# Written problem:
Retype every one of these records word for word, leaving nothing out.

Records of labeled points
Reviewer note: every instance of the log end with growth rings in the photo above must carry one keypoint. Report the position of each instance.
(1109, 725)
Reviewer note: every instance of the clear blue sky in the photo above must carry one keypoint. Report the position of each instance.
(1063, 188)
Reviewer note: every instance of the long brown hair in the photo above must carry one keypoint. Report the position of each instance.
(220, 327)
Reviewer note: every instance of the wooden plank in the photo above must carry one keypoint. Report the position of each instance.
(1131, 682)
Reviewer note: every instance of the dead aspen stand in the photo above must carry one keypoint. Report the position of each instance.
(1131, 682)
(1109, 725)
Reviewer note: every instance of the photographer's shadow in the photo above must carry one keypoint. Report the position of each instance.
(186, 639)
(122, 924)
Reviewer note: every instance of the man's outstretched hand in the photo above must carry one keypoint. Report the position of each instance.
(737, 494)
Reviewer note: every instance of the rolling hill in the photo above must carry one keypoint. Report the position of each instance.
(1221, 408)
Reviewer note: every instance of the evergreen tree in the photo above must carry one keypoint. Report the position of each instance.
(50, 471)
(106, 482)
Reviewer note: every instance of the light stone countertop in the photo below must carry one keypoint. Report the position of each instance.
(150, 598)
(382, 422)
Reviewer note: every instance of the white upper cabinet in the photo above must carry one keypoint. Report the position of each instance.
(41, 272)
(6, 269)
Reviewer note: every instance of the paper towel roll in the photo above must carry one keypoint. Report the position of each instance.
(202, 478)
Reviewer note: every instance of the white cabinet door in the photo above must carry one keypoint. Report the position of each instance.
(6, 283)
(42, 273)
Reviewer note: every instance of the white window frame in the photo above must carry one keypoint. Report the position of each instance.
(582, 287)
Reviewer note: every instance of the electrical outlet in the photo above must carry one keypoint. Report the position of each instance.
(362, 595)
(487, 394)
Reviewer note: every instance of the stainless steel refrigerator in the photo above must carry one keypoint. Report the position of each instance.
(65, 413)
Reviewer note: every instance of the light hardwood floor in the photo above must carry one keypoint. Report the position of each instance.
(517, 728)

# Task answer:
Reviewer note: every instance of the log end with growth rings in the photo above must carry one keypoint. Report the position of each instance.
(1109, 725)
Reviewer note: every instance of the clear blue sky in the photo above must carry one keypoint. Report the position of each instance.
(1063, 188)
Reviewer note: every instance of the long brown hair in the photo above must carry one keypoint. Report the position of each instance.
(220, 327)
Reviewer note: every instance of the wooden plank in the photo above must carry one keypoint. Report the position of each instance.
(1131, 682)
Reviewer note: every instance of the dead aspen stand in the photo above must carry one keypoint. Report the position of each instance.
(1131, 682)
(1109, 725)
Reviewer note: every instance of the photographer's shadow in the photo above must carry one keypoint. Report the position of each instance.
(186, 639)
(122, 924)
Reviewer note: every instance of the man's outstretched hand in the photo above must carry one keypoint. Report the position of each instance.
(737, 494)
Reviewer note: every instance of the rolling hill in the photo above must carry one keypoint. Report the position of each instance.
(1221, 408)
Reviewer note: every instance of the evergreen tree in the photo above must carry one keypoint. Report the position of each instance.
(50, 471)
(106, 482)
Reviewer note: every instance of the light stone countertop in the photo below must carry one keypoint. Report the position of each instance.
(150, 598)
(382, 422)
Reviewer note: every instance of the white upper cabinet in the photo above must carry one keypoint. Report the position of each instance.
(41, 272)
(6, 269)
Reviewer note: every instance of the paper towel roll in the photo above must carry one keypoint. Report the position of each instance.
(202, 478)
Reviewer note: every instance of the white cabinet door in the photo above must carry one keypoint. Report the position of each instance.
(6, 283)
(42, 273)
Reviewer note: every instance of the white window frame in the photo above must carry one keypoint. Report the position of each instance.
(582, 287)
Reviewer note: every instance of the electrical outlet in the photo above must carry one keypoint. Report the position of each instance.
(362, 595)
(487, 394)
Reviewer note: every instance of the stainless steel refrigerator in the photo above must carry one keypoint. Report the position of each instance.
(65, 413)
Reviewer note: every instance of the light hardwood floor in the photo above must carry one keypoint. Report the position of each instance.
(517, 728)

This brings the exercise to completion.